_SELECTION_
* * * * *
SparseLNR @ ICS 2022
Table of Contents
paper link: https://arxiv.org/pdf/2205.11622.pdf
Motivation
TACO schedule is sub-optimal for some of the (fused) sparse operators.
SparseLNR proposes Branch Iteration Graph that breakdown the computation into smaller ones and then fuse outermost dimensions of the loop nests, while the innermost dimensions are distributed.
SparseLNR can describe the scheduling space of FusedMMa operator.
Prerequisite (FusedMM)
- paper link: https://arxiv.org/pdf/2011.06391.pdf
FusedMM is a template of fusing SpMM and SDDMM, and use vectorized instructions to accelerate the computation.
The author conduct experiments on CPU, and obtained significant speedup, this is somehow desirable because I haven't implemented any optimizations on CPU for DGL.
My Question
How to implement the back propagation FusedMM operator? (especially, GAT is more than fused SDDMM and SpMM, there is also sparse softmax).
* * * * *
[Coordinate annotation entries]
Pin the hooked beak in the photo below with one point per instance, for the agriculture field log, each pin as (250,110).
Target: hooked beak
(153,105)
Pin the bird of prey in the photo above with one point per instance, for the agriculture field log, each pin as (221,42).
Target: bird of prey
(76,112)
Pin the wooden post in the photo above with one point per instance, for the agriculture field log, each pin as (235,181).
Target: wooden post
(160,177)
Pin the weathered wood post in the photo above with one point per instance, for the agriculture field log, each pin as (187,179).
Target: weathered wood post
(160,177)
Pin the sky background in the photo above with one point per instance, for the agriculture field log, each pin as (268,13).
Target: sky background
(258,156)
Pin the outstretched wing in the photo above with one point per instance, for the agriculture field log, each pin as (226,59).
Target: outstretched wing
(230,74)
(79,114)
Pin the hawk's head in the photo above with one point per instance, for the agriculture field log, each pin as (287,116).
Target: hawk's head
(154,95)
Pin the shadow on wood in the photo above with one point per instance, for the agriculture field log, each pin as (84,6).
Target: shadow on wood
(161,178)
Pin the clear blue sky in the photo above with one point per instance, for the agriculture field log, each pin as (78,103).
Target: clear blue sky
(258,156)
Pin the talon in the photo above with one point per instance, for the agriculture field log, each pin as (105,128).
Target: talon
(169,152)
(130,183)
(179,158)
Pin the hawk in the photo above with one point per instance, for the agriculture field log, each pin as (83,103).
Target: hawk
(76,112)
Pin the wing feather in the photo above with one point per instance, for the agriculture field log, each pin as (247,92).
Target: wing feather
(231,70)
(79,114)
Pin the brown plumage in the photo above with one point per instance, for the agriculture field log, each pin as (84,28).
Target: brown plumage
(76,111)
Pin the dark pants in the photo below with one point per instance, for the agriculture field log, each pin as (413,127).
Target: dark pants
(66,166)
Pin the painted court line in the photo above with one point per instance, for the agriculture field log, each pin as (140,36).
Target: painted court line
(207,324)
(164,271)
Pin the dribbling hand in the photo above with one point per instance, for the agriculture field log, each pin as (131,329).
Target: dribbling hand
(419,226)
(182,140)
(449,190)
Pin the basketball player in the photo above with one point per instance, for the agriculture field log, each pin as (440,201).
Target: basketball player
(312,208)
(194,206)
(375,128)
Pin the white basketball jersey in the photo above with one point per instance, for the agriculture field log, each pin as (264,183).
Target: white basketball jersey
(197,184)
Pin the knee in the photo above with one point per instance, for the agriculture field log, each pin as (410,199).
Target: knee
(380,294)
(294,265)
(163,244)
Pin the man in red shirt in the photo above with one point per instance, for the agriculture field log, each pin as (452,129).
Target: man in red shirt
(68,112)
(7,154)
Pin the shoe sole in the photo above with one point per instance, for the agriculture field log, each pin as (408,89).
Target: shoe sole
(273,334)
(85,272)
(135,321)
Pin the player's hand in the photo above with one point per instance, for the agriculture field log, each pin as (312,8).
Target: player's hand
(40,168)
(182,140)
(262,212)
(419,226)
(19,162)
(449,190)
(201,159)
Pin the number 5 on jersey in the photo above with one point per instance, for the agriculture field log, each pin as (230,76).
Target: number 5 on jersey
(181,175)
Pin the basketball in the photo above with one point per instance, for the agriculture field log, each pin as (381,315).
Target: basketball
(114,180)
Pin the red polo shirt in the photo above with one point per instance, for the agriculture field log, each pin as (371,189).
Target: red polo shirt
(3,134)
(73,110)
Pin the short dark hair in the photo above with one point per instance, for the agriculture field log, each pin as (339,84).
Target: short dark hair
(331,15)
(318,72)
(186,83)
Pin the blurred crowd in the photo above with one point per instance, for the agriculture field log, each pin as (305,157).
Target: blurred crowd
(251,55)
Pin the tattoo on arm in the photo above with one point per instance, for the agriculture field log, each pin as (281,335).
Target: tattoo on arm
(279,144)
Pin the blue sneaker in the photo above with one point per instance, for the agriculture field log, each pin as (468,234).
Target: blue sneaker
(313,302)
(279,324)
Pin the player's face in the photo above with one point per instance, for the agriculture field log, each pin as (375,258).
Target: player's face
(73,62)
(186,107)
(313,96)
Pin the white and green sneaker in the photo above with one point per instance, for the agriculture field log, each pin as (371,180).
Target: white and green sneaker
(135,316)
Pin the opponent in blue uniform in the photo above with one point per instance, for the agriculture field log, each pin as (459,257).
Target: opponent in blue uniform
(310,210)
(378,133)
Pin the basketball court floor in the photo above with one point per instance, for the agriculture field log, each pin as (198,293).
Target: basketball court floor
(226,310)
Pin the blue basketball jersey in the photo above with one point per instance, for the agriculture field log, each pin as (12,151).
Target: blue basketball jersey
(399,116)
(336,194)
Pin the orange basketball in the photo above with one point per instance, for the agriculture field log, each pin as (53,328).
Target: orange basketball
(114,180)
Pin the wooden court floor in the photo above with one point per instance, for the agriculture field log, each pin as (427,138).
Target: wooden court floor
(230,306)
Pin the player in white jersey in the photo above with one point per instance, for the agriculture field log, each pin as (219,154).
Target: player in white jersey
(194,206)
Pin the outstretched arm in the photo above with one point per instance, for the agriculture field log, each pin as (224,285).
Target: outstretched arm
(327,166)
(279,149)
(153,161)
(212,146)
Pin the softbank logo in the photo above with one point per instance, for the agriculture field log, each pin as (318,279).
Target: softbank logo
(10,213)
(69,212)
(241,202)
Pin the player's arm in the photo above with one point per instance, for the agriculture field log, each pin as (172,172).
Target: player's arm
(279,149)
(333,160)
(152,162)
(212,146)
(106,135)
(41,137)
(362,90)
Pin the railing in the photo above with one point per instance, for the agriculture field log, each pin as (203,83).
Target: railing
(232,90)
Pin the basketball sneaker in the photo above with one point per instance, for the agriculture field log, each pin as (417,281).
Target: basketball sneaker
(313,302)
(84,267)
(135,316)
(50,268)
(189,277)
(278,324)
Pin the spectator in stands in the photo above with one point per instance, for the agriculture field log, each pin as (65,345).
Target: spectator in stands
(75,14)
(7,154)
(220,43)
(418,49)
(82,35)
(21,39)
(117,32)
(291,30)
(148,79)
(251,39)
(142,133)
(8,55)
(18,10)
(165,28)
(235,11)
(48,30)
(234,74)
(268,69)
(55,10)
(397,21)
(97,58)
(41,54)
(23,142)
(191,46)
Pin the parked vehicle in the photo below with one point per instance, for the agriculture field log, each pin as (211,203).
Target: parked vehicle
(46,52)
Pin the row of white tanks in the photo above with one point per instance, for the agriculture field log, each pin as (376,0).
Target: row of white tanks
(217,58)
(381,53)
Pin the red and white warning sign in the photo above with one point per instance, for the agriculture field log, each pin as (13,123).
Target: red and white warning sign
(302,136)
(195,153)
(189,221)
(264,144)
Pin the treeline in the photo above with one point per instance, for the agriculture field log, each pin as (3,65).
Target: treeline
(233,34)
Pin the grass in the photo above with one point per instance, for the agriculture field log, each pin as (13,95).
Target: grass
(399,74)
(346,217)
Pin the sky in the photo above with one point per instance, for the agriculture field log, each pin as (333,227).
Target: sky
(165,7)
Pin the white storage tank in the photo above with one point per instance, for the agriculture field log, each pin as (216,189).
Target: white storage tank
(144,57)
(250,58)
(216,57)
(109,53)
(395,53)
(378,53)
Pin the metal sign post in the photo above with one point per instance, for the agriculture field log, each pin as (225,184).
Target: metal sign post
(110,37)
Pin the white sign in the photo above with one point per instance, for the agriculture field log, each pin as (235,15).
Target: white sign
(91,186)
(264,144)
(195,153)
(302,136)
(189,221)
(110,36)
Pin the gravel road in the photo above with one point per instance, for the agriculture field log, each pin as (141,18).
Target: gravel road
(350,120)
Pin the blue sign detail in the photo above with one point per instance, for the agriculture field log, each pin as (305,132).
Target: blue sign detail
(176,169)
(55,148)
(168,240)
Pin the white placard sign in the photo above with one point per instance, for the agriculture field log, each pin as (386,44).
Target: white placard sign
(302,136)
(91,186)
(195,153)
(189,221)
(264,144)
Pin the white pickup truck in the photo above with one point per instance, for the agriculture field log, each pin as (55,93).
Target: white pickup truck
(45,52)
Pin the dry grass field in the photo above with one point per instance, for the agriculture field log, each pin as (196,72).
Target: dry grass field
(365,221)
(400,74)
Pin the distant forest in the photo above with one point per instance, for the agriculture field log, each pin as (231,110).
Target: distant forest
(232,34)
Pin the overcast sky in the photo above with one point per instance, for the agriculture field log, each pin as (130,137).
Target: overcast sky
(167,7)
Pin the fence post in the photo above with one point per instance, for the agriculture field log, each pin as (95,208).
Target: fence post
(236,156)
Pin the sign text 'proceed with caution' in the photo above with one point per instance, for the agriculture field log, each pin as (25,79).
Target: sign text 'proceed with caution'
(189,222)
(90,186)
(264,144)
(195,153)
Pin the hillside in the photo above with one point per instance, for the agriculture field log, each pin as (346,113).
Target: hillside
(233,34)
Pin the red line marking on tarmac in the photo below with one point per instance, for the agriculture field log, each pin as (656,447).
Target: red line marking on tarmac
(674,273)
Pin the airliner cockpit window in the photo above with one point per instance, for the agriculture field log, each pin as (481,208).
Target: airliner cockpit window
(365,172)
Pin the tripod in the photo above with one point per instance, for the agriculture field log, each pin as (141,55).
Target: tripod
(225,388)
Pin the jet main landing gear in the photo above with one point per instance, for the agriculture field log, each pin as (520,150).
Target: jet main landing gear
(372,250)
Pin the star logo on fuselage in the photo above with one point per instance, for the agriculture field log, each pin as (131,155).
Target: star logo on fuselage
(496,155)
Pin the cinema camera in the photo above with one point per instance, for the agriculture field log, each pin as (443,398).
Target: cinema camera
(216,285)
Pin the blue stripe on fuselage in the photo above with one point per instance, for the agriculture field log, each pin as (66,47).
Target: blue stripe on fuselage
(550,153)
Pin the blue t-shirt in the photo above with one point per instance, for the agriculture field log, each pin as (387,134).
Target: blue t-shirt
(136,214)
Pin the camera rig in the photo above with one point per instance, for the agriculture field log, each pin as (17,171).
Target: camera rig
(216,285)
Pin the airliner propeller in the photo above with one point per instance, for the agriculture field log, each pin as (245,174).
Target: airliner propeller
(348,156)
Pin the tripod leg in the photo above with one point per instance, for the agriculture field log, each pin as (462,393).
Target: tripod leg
* * * * *
_DIRECTIONS_
1. According to the SparseLNR notes, which two operations does FusedMM fuse?
2. Summarize the SparseLNR notes in two sentences.

_ANSWERS FOR THE TASKS_
1. SpMM and SDDMM.

2. TACO schedules are sub-optimal for some fused sparse operators, so SparseLNR proposes a Branch Iteration Graph that breaks the computation into smaller ones, fuses the outermost loop dimensions and distributes the innermost ones. FusedMM is a template that fuses SpMM and SDDMM using vectorized instructions, and the notes end by asking how to implement back propagation for a FusedMM operator.